___ DATA SECTION
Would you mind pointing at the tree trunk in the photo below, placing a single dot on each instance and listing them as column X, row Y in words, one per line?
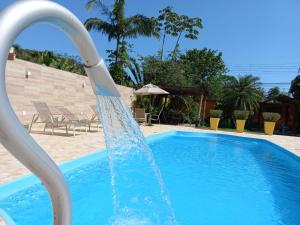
column 200, row 109
column 176, row 45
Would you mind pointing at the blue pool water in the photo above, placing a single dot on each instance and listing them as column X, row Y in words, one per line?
column 211, row 180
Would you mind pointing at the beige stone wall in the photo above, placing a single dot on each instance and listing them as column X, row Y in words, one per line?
column 55, row 87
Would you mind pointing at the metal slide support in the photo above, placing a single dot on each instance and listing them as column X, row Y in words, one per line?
column 13, row 20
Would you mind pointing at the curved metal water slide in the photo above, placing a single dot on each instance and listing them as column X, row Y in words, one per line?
column 14, row 137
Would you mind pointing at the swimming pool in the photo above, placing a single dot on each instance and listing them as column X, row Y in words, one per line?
column 211, row 180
______
PROBLEM STATEMENT: With the images omitted, repeat all the data word for word.

OUTPUT BELOW:
Would you mind pointing at the tree trunk in the photo below, placing a single dot on each instance and listing them as column X, row Y in words, one per line?
column 200, row 109
column 176, row 45
Would you mind pointing at the blue pool water in the photo above, placing a single dot on each instance and listing them as column X, row Y in words, one per line?
column 211, row 180
Would you mind pointing at the beige stone wall in the photo above, placing a single dot on each instance and listing them as column X, row Y in words, one per line?
column 55, row 87
Would you mind pointing at the metal slide support in the photo above, placing a single dot on each instance and listing them as column X, row Y in words, one per line?
column 13, row 20
Would you mind pointing at the curved metal water slide in the photo above, placing a single dot on each instance and listing them as column X, row Y in words, one per line?
column 14, row 137
Would you mind pointing at the swimming pool in the photo above, placing a single dot on each instance and listing them as column X, row Y in words, one per line?
column 211, row 180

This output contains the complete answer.